Brief –
Please collect each line of the material below that contains the string "straight". Case matters.

Task inputs –
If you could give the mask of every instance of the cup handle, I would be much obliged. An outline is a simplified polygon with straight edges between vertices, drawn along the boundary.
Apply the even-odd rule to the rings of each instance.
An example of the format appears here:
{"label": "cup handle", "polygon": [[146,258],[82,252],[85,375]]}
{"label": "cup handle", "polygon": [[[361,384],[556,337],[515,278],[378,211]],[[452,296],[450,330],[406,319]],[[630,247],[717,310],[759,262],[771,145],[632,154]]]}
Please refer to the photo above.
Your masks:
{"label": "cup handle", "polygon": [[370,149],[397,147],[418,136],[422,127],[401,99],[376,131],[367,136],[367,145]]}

--

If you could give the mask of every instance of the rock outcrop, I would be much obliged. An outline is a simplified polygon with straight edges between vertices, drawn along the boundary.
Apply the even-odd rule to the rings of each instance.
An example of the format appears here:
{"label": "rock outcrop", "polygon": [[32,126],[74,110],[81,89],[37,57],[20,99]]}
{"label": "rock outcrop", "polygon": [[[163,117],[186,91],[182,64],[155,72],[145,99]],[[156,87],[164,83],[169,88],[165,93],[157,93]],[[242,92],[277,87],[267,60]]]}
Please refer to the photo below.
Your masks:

Result of the exercise –
If you could give the mask of every instance of the cup handle, I would be much obliged. An outline is a simplified polygon with straight edges between vertices, drawn along the boundary.
If you could give the mask of every instance of the rock outcrop, I would be much obliged. An outline is a simplified polygon with straight edges between vertices, drawn along the boundary.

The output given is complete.